In the records below, locate the line containing "Indicate the black shoe", then extract it and all following lines exactly, ending with the last line.

** Start Given data **

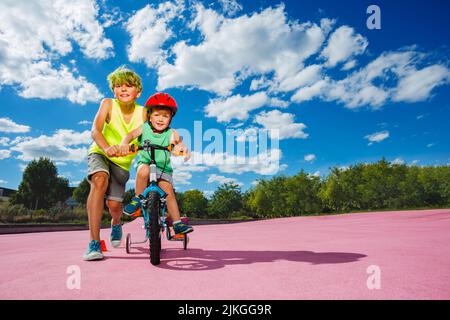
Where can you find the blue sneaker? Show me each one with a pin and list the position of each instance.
(132, 207)
(94, 251)
(116, 235)
(180, 227)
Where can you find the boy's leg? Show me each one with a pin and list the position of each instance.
(172, 206)
(115, 209)
(142, 176)
(115, 193)
(94, 206)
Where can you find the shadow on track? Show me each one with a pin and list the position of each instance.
(199, 259)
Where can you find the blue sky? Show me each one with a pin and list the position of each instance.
(338, 92)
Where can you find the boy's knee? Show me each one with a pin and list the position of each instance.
(114, 205)
(143, 171)
(99, 181)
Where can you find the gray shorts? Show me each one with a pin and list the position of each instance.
(159, 174)
(118, 176)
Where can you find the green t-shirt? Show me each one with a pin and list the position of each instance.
(162, 158)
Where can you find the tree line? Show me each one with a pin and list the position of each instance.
(376, 186)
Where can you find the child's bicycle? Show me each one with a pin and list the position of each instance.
(153, 209)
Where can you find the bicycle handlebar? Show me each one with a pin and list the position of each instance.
(148, 146)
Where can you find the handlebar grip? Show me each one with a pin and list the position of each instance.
(171, 147)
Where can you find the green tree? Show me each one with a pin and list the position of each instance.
(194, 204)
(129, 194)
(39, 181)
(226, 200)
(300, 195)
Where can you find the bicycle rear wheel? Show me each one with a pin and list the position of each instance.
(155, 234)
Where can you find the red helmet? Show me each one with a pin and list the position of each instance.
(162, 99)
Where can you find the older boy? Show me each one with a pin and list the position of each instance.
(108, 168)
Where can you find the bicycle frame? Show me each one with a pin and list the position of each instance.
(146, 196)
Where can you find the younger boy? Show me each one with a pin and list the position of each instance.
(161, 108)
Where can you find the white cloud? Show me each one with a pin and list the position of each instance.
(309, 92)
(342, 45)
(149, 30)
(85, 123)
(305, 77)
(283, 123)
(398, 161)
(377, 136)
(4, 141)
(234, 49)
(264, 163)
(349, 65)
(222, 179)
(64, 145)
(9, 126)
(36, 34)
(230, 7)
(235, 107)
(359, 89)
(416, 85)
(5, 154)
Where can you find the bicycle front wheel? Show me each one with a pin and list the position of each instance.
(154, 209)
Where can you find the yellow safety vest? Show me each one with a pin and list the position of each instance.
(116, 130)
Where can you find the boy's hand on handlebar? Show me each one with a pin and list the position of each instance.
(181, 150)
(112, 151)
(124, 150)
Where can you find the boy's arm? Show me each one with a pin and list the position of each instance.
(180, 147)
(133, 134)
(124, 148)
(102, 116)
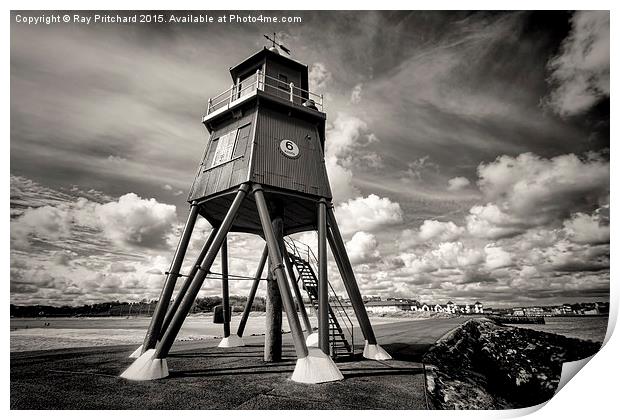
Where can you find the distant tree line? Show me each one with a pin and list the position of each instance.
(117, 308)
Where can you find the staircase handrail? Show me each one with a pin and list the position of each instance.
(313, 262)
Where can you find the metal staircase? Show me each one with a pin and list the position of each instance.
(340, 326)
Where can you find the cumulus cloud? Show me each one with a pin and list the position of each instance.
(346, 133)
(362, 248)
(318, 77)
(447, 255)
(45, 222)
(340, 180)
(528, 191)
(496, 257)
(135, 221)
(587, 229)
(367, 214)
(458, 183)
(489, 222)
(356, 94)
(346, 149)
(431, 230)
(417, 168)
(129, 221)
(580, 73)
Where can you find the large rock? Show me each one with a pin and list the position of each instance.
(484, 365)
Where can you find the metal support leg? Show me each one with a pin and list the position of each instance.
(295, 287)
(272, 351)
(323, 286)
(177, 301)
(188, 300)
(248, 305)
(348, 277)
(152, 334)
(278, 270)
(225, 296)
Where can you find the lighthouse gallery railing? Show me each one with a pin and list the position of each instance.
(267, 84)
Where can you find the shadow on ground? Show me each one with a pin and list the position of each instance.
(203, 376)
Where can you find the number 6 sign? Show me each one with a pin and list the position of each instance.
(289, 148)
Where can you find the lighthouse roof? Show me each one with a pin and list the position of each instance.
(261, 56)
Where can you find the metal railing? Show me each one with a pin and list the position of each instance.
(301, 249)
(268, 84)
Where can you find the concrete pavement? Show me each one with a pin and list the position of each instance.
(203, 376)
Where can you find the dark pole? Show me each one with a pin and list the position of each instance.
(348, 277)
(177, 301)
(225, 297)
(276, 259)
(152, 334)
(273, 320)
(188, 300)
(255, 283)
(323, 286)
(295, 287)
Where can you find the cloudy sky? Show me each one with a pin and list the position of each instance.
(468, 152)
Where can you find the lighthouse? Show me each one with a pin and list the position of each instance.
(263, 173)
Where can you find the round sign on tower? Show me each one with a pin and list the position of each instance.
(289, 149)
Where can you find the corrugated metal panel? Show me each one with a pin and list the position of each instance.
(304, 174)
(213, 180)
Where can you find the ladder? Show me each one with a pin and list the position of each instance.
(340, 326)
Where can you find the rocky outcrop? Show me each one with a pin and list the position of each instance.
(485, 365)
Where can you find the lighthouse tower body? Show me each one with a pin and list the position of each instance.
(271, 133)
(263, 172)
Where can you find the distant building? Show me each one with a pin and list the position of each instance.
(478, 309)
(383, 307)
(450, 307)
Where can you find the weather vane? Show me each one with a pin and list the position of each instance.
(275, 43)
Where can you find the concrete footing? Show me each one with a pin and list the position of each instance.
(315, 368)
(146, 368)
(231, 341)
(136, 353)
(375, 352)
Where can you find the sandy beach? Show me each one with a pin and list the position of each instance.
(29, 334)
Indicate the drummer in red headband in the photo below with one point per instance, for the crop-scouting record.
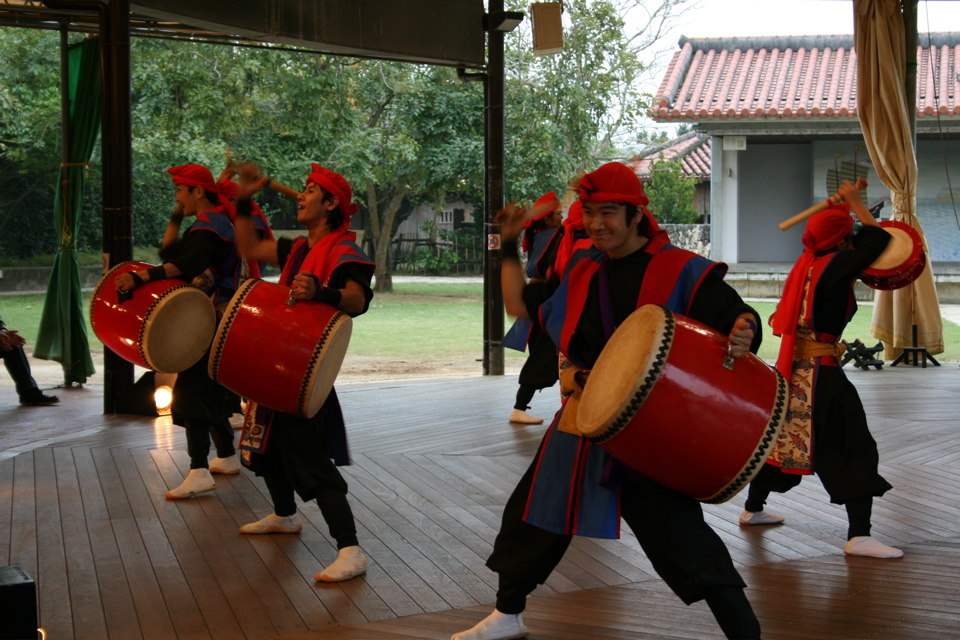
(302, 454)
(574, 487)
(827, 433)
(206, 257)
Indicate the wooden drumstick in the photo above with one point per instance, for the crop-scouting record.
(290, 192)
(820, 206)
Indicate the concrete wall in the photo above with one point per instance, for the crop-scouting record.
(774, 185)
(692, 237)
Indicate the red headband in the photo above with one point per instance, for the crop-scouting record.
(194, 175)
(613, 182)
(336, 185)
(827, 228)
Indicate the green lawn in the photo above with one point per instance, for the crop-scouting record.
(426, 320)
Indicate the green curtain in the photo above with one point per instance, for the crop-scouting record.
(62, 335)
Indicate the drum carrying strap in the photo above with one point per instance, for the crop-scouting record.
(572, 378)
(812, 349)
(572, 381)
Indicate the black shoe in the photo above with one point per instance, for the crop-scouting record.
(36, 398)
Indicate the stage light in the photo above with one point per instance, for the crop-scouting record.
(163, 397)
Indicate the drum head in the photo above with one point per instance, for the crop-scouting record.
(327, 359)
(629, 363)
(178, 329)
(902, 249)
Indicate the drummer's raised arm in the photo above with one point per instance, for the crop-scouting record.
(510, 223)
(851, 196)
(249, 243)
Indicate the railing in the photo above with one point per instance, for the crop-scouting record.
(460, 255)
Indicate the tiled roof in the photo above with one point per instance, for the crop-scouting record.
(691, 149)
(792, 77)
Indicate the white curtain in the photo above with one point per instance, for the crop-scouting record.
(885, 118)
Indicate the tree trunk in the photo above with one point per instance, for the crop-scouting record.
(382, 230)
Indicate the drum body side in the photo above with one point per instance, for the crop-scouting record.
(165, 325)
(901, 263)
(703, 430)
(269, 351)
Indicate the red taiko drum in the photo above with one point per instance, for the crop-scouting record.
(901, 262)
(166, 325)
(660, 400)
(283, 356)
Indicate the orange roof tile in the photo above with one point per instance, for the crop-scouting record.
(691, 149)
(792, 77)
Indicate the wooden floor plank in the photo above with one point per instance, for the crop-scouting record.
(85, 514)
(6, 508)
(53, 588)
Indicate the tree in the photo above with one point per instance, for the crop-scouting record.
(29, 141)
(419, 139)
(572, 111)
(671, 193)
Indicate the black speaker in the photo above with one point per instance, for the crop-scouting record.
(547, 27)
(18, 604)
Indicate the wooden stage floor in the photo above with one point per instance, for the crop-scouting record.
(82, 511)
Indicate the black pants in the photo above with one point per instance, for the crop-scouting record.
(296, 459)
(684, 550)
(202, 407)
(18, 367)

** End Given data **

Solution to the exercise -
Indicate the black shoe in the photo above with one point per instance, for the crop-scouting record.
(36, 398)
Indicate the stage light in the photo above with one point per instance, for the crop-scouting record.
(163, 397)
Indicate the drum head in the photo above with one point per instance, for the crop-scouting record.
(327, 359)
(629, 363)
(178, 329)
(902, 249)
Indicate the drummer's raised arm in the photo above with one point per instance, for the crop-scouting record.
(510, 223)
(851, 196)
(249, 243)
Indicate the railing in the photo above with one point per instance, for the crop-scouting record.
(460, 255)
Indicate the tiled roof in the photo above with one point per instance, for the crop-scouting record.
(691, 149)
(792, 77)
Indicate the white curtain in the photo above with one point per instance, for the crop-scouting record.
(885, 118)
Indicate the tree trunk in the photo above with one point per instance, for the crop-scouting record.
(382, 230)
Indicate the drum body side in the photo above with one point per instance, for the crop-scouting record.
(165, 325)
(901, 263)
(703, 430)
(269, 351)
Indicate the red taiko drum in the photo above with one point per instance, for the crop-scouting record.
(901, 262)
(166, 325)
(660, 400)
(283, 356)
Indicate the orange roof tile in the photo above with one point per instance, for the crop-scouting record.
(691, 149)
(792, 77)
Indicate the wooden floor plank in the photo above with one point per instance, for the crop-scouting record.
(85, 514)
(6, 508)
(53, 588)
Indicate the tree in the photo above with one point per instance, for the crop-scouting record.
(29, 141)
(419, 139)
(572, 111)
(671, 193)
Indicate the black speaker in the photo above with one point per instance, for the crop-scouting record.
(547, 27)
(18, 604)
Indicate the wooden stage floor in the photo above with one point per instance, for the crop-scouting record.
(82, 511)
Indicate the black pants in the photo above with one point per instance, for the crop-scouting record.
(296, 459)
(684, 550)
(202, 407)
(18, 367)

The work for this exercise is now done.